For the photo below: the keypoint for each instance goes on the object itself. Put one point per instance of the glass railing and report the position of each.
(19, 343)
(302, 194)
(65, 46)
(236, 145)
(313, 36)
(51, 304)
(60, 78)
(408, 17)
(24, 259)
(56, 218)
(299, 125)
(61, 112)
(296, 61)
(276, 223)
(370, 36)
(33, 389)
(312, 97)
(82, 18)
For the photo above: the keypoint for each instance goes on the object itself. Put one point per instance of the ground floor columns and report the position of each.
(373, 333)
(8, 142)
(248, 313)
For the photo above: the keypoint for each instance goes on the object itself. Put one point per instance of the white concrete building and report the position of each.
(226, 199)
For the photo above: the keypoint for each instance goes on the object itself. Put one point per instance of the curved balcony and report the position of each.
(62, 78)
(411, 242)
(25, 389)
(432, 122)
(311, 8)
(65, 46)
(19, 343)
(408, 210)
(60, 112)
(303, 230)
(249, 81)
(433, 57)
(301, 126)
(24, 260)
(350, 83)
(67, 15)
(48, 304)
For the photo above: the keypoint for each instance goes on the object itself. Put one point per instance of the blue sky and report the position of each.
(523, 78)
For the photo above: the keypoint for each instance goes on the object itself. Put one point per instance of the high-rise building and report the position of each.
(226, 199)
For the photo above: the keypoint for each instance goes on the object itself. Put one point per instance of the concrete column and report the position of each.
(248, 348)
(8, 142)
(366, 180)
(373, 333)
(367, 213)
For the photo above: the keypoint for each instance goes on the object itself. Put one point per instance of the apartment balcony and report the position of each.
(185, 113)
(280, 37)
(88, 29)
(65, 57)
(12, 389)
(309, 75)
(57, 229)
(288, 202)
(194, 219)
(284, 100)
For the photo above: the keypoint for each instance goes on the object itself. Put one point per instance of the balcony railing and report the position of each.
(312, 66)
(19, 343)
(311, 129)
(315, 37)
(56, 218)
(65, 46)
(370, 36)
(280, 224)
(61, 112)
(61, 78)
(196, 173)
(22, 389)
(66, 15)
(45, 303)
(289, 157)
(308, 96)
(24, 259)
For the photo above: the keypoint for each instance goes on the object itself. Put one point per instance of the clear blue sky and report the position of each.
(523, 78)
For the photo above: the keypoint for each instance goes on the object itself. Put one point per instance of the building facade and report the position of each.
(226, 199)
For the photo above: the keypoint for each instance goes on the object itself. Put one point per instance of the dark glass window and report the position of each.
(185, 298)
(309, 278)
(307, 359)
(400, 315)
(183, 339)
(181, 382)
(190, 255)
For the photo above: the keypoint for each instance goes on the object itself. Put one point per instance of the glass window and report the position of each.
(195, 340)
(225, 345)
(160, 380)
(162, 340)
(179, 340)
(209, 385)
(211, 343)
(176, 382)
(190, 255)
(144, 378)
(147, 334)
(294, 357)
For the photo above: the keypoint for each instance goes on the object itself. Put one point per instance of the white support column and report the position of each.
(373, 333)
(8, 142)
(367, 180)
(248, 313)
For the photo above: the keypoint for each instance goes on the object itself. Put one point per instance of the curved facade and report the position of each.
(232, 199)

TASK BRIEF
What is needed is a word-for-word copy of the records.

OUTPUT BELOW
For the photo below: the keypoint for each instance goes on the object itself. Put one point per instance of the glass railing and report the position of each.
(19, 343)
(302, 194)
(65, 46)
(236, 145)
(313, 36)
(51, 304)
(60, 78)
(408, 17)
(24, 259)
(56, 218)
(299, 125)
(61, 112)
(296, 61)
(276, 223)
(370, 36)
(33, 389)
(312, 97)
(82, 18)
For the photo above: the keypoint for each instance goes on the object itself. Put one point per instance of the ground floor columns and report the position of each.
(373, 333)
(8, 142)
(248, 313)
For the photo above: the keypoint for each instance goes on the object itself. Put one point per instance of the white concrete building and report the position of each.
(226, 199)
For the photo above: the keypoint for each instance goes on the object itself. Put one point per instance of the curved balcony and report the position of each.
(62, 78)
(411, 242)
(25, 389)
(432, 122)
(311, 8)
(65, 46)
(19, 343)
(408, 210)
(60, 112)
(303, 230)
(249, 81)
(433, 57)
(301, 126)
(24, 260)
(350, 83)
(67, 15)
(48, 304)
For the photo above: the keypoint for each instance goes on the object itself. Put one point per instance of the blue sky and report the position of each.
(523, 78)
For the photo above: the keypoint for each instance goes on the object itself. Put one point per instance of the high-rise building and report the position of each.
(226, 199)
For the photo above: the keypoint for each instance goes on the object itself. Put one point per instance of the concrete column and report the position of each.
(248, 348)
(8, 142)
(366, 180)
(373, 333)
(367, 213)
For the photo above: the keypoint for each instance goes on the object itself. Put one point per instance of the apartment balcony and report the position of each.
(185, 113)
(280, 37)
(88, 29)
(65, 57)
(12, 389)
(309, 75)
(57, 229)
(288, 202)
(194, 219)
(284, 100)
For the photo above: the keypoint for each instance goes on the object itself. Put one point per instance of the balcony railing and report the position of each.
(312, 66)
(19, 343)
(311, 129)
(315, 37)
(56, 218)
(65, 46)
(370, 36)
(280, 224)
(61, 112)
(61, 78)
(196, 173)
(22, 389)
(66, 15)
(45, 303)
(289, 157)
(308, 96)
(24, 259)
For the photo above: the keypoint for each instance goes on the object itself. Put one point per instance of the clear blue sky and report the position of each.
(523, 78)
For the photo above: the keypoint for each instance goes on the object itself. Put one point per instance of the building facade and report the position of each.
(226, 199)
For the photo above: the keypoint for each instance goes on the object itself. Put one point per instance of the dark glass window and report the position of each.
(185, 298)
(309, 278)
(307, 359)
(400, 315)
(183, 339)
(181, 382)
(190, 255)
For the photo above: the keypoint for each instance goes on the object itself. Put one point per instance of the glass window and report the position of each.
(195, 340)
(225, 345)
(160, 380)
(162, 340)
(179, 340)
(209, 385)
(211, 343)
(176, 382)
(190, 255)
(144, 378)
(147, 334)
(294, 357)
For the photo above: the keypoint for each instance goes on the object itself. Put one point per instance of the white support column and report the position of each.
(373, 333)
(8, 142)
(367, 180)
(248, 313)
For the photo above: the keypoint for each instance goes on the object itself. Put one point per instance of the curved facade and report the position of each.
(232, 199)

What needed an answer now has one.